= What this task involves =
Your task is to return the line containing "Category: brown wing" and each line after it through the end of the entries, exactly, with no other lines.

Saved entries

'''

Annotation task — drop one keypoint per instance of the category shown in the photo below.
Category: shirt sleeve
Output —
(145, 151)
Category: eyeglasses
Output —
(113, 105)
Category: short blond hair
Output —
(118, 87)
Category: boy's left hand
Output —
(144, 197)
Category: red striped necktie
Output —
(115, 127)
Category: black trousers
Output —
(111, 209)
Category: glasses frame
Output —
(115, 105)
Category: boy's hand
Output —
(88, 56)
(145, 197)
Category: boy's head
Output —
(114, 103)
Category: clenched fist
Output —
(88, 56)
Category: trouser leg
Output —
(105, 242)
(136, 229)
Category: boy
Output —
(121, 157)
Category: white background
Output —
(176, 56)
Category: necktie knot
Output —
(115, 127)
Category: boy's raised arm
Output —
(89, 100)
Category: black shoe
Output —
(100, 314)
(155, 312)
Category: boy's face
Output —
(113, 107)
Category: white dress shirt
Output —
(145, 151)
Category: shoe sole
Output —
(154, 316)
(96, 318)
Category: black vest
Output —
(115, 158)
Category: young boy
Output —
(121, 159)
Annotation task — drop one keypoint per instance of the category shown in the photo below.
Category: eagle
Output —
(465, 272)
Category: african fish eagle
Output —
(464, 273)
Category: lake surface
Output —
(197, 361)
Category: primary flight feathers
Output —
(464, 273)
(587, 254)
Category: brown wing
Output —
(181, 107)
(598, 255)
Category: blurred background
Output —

'''

= Answer space =
Category: brown wing
Output —
(181, 107)
(598, 255)
Category: blurred background
Output —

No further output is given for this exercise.